### Provided text

-- -- --

Question: Has the ground offensive by U.S. and British troops stopped, or
stalled?
In the beginning of this week, the Pentagon claimed that its troops were
moving towards Baghdad at a pace unprecedented in military history. They
were only 80 kilometres from Bagh-dad! At the end of the week they were
still only 80 kilometres from Baghdad.
Those 80 kilometres are served by an excellent road. Iraq does not have an
air force left. The road is clear, the sky is safe. So why are hundreds of
thousands of heavily equipped soldiers saddled in the desert under a
fierce sun that will begin to rage by the middle of April?
Have the shifting sands of war strategy left them in a bit of a morass?
The allies first assumed that cities like Basra, Umm Qasr and Nassiriya
would fall like ripe fruit seeking a new gardener. But the fruit became
thorns upon their touch.
Quick shift: From an evolving war in which cities would fall before the
downfall of Baghdad, the destination became Baghdad, on the new assumption
that the others would fall once Baghdad was lost.
Problem: The smaller cities became citadels from which Iraqis could
disrupt supply lines. Without supplies, the allied troops cannot fight. A
20,000-person division needs 2,000 tons of supplies a day. There are some
300,00 American troops in and around Iraq. Bring out your calculators.
Why is the 4th Infantry Division, described as the finest fighting force
ever assembled, heading towards Kuwait?
It was meant to open the northern front through Turkey. Granted, Turkey
did not give permission for the easy transit of land forces. But they
could have assembled from the air through secure airfields like Bashur in
the Kurdish regions, as about a thousand U.S. special forces have done?
All the additional 120,000 reinforcement are headed towards the southern
front. Has this become a single-front war? Does this rule out any serious
threat to Baghdad from the north? Their heavy equipment is coming by ship,
reaching around the first or second of April.

-- -- --

### Excerpt from a dataset
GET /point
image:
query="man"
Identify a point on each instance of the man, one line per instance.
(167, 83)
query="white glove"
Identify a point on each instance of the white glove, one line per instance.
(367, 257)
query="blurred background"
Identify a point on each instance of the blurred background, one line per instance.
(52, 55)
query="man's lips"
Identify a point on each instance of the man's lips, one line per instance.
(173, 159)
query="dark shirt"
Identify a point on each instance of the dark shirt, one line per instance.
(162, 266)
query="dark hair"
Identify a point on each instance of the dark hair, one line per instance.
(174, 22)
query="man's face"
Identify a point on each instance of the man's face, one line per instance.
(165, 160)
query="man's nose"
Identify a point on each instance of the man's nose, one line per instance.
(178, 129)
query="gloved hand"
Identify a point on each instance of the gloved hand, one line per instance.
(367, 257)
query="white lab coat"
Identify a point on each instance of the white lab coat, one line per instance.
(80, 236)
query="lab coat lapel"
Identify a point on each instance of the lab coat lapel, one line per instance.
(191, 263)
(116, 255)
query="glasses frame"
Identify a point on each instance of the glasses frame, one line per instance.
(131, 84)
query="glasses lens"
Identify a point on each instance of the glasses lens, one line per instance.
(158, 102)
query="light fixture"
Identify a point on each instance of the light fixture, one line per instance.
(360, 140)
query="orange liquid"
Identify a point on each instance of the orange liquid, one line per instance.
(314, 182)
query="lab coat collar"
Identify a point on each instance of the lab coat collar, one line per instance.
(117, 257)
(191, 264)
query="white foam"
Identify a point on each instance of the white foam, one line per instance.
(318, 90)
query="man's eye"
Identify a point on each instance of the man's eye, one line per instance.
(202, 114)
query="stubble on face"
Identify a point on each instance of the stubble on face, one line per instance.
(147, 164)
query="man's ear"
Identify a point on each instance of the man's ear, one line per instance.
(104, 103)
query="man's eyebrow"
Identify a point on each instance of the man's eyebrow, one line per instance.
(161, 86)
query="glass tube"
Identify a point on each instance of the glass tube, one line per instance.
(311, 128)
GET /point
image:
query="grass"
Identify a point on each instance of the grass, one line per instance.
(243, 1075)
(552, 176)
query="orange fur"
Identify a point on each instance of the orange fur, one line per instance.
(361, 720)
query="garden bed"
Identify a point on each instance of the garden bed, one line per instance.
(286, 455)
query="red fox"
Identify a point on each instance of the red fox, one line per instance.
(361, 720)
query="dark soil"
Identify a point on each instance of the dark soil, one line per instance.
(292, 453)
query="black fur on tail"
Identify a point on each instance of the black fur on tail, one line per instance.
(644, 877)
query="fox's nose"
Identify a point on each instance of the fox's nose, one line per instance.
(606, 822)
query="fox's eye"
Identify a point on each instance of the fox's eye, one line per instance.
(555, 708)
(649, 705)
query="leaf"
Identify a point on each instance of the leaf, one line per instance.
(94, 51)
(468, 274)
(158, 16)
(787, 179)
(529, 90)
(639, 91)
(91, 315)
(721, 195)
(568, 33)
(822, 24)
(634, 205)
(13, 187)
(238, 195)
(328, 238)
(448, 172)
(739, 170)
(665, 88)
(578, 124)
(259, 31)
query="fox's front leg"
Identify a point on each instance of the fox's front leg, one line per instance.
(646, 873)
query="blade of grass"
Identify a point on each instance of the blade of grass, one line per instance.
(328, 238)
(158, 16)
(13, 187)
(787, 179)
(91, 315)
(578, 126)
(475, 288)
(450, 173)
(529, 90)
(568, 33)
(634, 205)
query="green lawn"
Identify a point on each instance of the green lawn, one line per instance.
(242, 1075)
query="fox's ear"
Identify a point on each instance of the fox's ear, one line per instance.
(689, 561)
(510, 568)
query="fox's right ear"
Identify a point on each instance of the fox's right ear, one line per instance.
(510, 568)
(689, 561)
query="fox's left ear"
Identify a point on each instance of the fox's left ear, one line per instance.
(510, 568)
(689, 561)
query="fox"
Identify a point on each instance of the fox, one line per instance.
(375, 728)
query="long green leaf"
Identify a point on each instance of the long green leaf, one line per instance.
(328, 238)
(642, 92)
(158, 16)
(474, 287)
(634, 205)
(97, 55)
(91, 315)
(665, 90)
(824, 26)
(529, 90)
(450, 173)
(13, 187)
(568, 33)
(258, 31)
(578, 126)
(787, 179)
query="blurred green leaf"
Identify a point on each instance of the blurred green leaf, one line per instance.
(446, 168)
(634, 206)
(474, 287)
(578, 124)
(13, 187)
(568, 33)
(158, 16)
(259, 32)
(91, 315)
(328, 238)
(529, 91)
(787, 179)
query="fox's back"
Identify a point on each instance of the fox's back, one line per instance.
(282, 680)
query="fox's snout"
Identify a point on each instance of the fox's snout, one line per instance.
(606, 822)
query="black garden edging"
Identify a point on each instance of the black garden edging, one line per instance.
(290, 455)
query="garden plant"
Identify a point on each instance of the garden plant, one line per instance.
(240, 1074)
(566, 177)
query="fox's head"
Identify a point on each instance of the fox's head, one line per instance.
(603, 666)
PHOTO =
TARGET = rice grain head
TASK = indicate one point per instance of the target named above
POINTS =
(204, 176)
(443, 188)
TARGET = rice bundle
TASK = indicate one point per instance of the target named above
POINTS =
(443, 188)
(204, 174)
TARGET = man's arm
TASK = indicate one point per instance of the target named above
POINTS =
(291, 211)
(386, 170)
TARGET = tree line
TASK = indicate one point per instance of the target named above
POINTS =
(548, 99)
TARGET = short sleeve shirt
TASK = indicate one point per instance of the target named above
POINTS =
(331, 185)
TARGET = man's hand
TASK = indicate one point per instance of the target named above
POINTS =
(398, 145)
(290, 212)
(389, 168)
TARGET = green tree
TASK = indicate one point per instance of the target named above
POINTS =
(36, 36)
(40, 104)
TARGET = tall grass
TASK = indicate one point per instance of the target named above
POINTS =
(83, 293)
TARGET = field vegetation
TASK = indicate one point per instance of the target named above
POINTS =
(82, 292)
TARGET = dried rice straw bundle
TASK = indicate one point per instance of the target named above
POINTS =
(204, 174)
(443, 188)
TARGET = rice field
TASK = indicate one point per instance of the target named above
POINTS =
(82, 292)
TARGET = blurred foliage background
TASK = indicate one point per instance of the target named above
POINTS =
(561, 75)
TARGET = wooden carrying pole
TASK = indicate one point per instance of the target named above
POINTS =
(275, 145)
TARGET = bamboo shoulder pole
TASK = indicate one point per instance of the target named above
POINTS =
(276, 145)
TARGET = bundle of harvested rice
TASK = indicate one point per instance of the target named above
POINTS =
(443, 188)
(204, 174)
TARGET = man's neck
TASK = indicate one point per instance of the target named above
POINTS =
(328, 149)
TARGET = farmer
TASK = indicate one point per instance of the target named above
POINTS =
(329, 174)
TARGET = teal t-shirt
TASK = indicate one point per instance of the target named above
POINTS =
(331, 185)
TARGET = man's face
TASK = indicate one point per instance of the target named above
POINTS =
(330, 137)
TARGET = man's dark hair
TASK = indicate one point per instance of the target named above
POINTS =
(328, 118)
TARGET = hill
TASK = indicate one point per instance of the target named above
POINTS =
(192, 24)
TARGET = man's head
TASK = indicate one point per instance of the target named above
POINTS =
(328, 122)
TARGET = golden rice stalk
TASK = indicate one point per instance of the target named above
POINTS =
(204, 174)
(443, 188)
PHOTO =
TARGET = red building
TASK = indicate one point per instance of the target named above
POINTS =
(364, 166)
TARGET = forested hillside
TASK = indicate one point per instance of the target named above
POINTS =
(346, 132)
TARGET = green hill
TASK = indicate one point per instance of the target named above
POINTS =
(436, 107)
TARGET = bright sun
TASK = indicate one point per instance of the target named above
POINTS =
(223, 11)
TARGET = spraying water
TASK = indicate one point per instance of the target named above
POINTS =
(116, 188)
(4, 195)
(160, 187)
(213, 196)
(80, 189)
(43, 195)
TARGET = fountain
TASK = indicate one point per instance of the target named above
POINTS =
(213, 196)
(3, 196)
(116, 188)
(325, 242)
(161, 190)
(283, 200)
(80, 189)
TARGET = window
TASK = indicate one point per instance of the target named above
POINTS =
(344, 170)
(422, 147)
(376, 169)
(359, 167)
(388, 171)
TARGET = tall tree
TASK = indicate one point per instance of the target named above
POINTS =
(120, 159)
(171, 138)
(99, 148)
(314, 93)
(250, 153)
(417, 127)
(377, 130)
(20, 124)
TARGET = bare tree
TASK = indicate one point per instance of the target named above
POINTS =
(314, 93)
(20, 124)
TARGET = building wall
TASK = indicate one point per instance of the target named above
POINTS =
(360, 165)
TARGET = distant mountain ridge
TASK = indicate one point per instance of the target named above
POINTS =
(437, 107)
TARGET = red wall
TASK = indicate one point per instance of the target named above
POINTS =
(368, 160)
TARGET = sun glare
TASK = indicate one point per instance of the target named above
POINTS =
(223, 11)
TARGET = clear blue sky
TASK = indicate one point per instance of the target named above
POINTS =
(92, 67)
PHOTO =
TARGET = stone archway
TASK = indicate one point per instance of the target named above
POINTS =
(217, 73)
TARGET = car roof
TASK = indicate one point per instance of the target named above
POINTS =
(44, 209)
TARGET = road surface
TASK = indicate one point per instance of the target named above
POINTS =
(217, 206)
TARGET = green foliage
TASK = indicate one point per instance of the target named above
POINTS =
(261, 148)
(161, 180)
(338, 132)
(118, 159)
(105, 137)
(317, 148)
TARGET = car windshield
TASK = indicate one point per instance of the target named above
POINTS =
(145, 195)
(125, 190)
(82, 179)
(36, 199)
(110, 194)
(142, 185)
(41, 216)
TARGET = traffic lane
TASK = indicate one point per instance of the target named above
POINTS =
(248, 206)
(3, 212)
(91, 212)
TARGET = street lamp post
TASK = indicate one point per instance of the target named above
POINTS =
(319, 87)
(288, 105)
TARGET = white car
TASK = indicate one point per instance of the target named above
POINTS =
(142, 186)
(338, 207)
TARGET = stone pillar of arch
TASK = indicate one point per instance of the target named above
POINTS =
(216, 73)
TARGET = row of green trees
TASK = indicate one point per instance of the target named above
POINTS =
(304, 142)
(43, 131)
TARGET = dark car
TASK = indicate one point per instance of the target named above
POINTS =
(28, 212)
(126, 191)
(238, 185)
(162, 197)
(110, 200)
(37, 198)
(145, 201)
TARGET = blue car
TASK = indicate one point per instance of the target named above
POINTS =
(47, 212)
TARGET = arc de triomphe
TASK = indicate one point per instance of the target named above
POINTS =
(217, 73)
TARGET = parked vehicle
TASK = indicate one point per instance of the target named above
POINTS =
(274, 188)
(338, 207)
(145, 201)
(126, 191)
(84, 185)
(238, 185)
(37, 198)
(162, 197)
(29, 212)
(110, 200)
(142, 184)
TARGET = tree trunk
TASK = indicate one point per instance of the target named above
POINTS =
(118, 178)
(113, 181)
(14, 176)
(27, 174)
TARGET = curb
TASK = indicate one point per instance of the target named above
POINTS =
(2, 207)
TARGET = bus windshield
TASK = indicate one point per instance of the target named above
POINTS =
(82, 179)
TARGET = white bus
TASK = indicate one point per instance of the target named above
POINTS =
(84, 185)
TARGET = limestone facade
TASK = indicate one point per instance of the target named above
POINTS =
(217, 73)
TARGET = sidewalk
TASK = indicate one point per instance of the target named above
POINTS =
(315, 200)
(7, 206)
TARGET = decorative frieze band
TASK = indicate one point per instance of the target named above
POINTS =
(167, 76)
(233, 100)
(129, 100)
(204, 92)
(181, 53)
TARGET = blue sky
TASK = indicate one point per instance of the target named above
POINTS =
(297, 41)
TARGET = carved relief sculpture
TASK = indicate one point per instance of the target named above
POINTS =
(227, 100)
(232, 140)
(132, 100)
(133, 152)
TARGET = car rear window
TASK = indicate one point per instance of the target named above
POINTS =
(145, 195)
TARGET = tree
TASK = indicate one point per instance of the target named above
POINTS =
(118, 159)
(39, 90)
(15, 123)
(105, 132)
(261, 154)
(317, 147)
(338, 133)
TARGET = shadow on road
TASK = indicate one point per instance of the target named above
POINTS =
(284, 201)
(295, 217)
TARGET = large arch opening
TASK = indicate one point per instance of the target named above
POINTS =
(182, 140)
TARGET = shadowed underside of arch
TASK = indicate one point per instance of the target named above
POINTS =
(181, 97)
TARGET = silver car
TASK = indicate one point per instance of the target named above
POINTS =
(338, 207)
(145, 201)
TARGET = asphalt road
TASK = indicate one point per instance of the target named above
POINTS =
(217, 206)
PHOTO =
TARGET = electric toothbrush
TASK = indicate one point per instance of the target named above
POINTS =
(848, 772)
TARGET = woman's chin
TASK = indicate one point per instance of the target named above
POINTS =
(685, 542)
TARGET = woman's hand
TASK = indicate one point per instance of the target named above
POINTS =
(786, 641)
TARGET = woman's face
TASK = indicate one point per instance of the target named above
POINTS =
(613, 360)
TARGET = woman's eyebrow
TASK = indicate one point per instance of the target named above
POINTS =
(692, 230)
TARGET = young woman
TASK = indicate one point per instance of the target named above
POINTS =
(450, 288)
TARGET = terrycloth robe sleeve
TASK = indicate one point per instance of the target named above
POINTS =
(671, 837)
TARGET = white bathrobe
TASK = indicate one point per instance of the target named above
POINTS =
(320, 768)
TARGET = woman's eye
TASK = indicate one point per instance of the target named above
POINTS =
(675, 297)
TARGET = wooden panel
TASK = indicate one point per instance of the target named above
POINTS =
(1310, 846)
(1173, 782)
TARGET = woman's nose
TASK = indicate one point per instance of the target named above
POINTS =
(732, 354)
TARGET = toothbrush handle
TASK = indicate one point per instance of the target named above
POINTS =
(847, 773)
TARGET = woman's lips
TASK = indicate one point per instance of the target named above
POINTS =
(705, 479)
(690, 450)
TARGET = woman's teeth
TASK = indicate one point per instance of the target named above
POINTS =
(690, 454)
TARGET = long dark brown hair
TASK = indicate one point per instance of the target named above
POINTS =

-- -- --

### Set tasks
1) Print the part of the passage on the Iraq ground offensive that starts with "Have the shifting" and goes on through "out your calculators.".
2) Render the rows as a JSON list of strings, one string per line and with no blank lines, starting with the line with "TARGET = woman's nose" and going on through the end of the rows.

### Solved problems
1)
Have the shifting sands of war strategy left them in a bit of a morass?
The allies first assumed that cities like Basra, Umm Qasr and Nassiriya
would fall like ripe fruit seeking a new gardener. But the fruit became
thorns upon their touch.
Quick shift: From an evolving war in which cities would fall before the
downfall of Baghdad, the destination became Baghdad, on the new assumption
that the others would fall once Baghdad was lost.
Problem: The smaller cities became citadels from which Iraqis could
disrupt supply lines. Without supplies, the allied troops cannot fight. A
20,000-person division needs 2,000 tons of supplies a day. There are some
300,00 American troops in and around Iraq. Bring out your calculators.

2)
[
  "TARGET = woman's nose",
  "TASK = indicate one point per instance of the target named above",
  "POINTS =",
  "(732, 354)",
  "TARGET = toothbrush handle",
  "TASK = indicate one point per instance of the target named above",
  "POINTS =",
  "(847, 773)",
  "TARGET = woman's lips",
  "TASK = indicate one point per instance of the target named above",
  "POINTS =",
  "(705, 479)",
  "(690, 450)",
  "TARGET = woman's teeth",
  "TASK = indicate one point per instance of the target named above",
  "POINTS =",
  "(690, 454)",
  "TARGET = long dark brown hair",
  "TASK = indicate one point per instance of the target named above",
  "POINTS ="
]